• THE TASK:
Scan the data below and state the number of lines that include the word "sleeve", adding no comment.
--------------------------------------------------
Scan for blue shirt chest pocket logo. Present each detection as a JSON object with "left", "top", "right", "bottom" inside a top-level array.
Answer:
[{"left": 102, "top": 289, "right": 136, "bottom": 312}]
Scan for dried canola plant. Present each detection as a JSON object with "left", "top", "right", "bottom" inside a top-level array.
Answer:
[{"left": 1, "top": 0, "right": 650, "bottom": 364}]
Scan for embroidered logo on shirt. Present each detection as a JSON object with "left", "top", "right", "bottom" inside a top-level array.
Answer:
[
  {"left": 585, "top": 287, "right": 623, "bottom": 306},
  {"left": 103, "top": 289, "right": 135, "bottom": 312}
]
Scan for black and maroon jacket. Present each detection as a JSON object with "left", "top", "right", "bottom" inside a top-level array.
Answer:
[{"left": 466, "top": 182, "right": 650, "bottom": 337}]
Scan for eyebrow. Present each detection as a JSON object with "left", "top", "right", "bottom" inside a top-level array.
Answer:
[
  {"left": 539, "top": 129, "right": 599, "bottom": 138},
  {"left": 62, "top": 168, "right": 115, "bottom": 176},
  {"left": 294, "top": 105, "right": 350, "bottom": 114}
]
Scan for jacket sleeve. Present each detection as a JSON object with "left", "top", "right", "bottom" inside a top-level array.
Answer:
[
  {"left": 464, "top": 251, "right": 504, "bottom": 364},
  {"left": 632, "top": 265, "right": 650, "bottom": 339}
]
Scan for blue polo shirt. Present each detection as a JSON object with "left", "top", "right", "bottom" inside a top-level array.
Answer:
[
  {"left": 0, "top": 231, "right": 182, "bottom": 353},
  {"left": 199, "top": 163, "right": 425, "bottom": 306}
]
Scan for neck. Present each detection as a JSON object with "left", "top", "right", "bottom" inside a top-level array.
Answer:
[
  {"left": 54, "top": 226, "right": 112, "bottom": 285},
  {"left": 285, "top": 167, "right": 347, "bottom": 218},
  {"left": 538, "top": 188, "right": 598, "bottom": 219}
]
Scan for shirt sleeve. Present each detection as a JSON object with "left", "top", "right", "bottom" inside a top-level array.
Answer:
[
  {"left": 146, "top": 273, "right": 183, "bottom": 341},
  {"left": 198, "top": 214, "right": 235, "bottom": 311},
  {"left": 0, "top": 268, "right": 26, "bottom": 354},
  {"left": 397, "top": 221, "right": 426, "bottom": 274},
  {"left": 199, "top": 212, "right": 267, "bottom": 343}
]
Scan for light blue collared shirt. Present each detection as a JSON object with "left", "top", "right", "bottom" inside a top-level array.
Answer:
--------------------------------------------------
• TASK OUTPUT:
2